[Referring expression data]
--- START ---
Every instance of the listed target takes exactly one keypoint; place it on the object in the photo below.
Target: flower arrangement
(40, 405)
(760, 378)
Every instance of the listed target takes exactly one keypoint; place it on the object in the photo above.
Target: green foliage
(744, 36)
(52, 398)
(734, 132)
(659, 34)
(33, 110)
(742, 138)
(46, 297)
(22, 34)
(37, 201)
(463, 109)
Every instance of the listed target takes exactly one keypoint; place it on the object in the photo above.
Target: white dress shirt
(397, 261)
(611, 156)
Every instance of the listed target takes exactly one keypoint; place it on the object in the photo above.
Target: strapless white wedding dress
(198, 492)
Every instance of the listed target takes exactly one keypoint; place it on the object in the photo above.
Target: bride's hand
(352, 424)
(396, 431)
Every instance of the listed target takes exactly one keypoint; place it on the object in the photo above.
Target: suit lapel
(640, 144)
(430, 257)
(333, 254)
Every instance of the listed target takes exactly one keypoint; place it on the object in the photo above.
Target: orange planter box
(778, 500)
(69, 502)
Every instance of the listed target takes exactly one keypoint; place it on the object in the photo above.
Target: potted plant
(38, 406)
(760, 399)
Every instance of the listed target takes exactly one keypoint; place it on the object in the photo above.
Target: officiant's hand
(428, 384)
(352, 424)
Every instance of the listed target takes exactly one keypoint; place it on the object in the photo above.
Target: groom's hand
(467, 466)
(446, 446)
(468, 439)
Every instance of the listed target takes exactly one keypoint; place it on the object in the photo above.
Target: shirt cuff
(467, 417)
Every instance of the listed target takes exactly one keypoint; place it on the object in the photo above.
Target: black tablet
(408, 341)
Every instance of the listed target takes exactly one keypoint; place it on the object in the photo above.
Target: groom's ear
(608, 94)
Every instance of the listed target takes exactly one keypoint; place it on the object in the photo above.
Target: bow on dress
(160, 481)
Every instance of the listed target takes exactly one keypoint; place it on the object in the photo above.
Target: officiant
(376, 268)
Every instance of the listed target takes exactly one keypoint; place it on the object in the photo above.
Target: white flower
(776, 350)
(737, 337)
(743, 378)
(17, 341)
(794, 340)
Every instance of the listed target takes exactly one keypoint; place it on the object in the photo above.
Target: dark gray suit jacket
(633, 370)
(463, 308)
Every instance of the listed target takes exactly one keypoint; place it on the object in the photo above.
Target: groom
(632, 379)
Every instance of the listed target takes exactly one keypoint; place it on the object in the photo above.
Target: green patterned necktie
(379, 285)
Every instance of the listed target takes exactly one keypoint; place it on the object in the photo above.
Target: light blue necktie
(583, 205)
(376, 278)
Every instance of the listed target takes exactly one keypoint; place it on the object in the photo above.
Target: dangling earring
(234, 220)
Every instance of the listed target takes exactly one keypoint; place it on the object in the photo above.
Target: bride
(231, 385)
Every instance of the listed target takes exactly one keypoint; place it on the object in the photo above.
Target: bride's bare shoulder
--- END ---
> [Instructions for the task]
Word for word, give the records again.

> [Solution for this exercise]
Every instance of the listed target takes exactly one keypoint; place it on the object in the photo below.
Target: flower arrangement
(40, 405)
(760, 378)
Every instance of the listed target takes exactly one keypoint; place it on the object in the photo above.
Target: green foliage
(744, 36)
(52, 398)
(734, 132)
(659, 34)
(33, 110)
(742, 138)
(46, 297)
(22, 34)
(37, 201)
(463, 109)
Every instance of the listed target takes exactly one keypoint; place it on the object in the photo above.
Target: white dress shirt
(397, 261)
(611, 156)
Every instance of the listed target takes exactly one keypoint; place it on the object in the photo above.
Target: strapless white wedding dress
(198, 492)
Every instance of the listed target takes exactly one keypoint; place it on the object in the photo above.
Target: bride's hand
(352, 424)
(396, 431)
Every instance of the listed target takes exactly one keypoint; place it on the object in the photo above.
Target: suit lapel
(640, 144)
(430, 257)
(333, 254)
Every instance of the listed target takes exactly one keypoint; place it on the object in the photo above.
Target: orange planter box
(778, 500)
(69, 502)
Every instance of the listed target takes exactly one keypoint; place it on the object in the photo above.
Target: potted plant
(38, 406)
(760, 399)
Every instance of the listed target takes exactly one keypoint; place it on the object in the photo above.
Target: officiant's hand
(428, 384)
(352, 424)
Every instance of the listed target takes exactly one keypoint; place it on the object in the photo above.
Target: groom's hand
(467, 466)
(446, 446)
(468, 439)
Every instance of the listed target takes exactly one keypoint; place it on the object in the photo above.
Target: shirt cuff
(467, 417)
Every instance of the listed target takes exactly one keypoint; place it on the object in the photo above.
Target: black tablet
(408, 341)
Every instance of the listed target takes exactly one keypoint; place it on the object in the photo above.
Target: groom's ear
(608, 94)
Every instance of the listed target takes exactly one keypoint; place it on the object in the photo above.
Target: bow on dress
(160, 481)
Every instance of the listed target takes exactly one keypoint; place it on the object in the photo above.
Target: officiant
(376, 268)
Every instance of the listed target takes exactly one keypoint; place it on the object in the photo above.
Target: white flower
(776, 350)
(737, 337)
(743, 378)
(17, 341)
(794, 340)
Every instance of the listed target takes exactly one keypoint; place it on the object in the photo above.
Target: dark gray suit jacket
(633, 370)
(463, 308)
Every instance of the listed target takes exactly one keypoint; place it on the object in the photo above.
Target: groom
(632, 379)
Every instance of the listed target takes exactly one keypoint; place it on the object in the photo above.
Target: green patterned necktie
(379, 285)
Every instance of the listed target takes exactly one keypoint; place it on the object in the photo above.
Target: light blue necktie
(583, 205)
(376, 278)
Every instance of the listed target takes exactly one keypoint; place it on the object in the photo above.
Target: dangling earring
(234, 220)
Every instance of the listed target takes exactly one keypoint; place it on the object in the photo above.
Target: bride
(231, 385)
Every instance of the listed target takes exactly one keypoint; place it on the object in the photo above.
Target: bride's bare shoulder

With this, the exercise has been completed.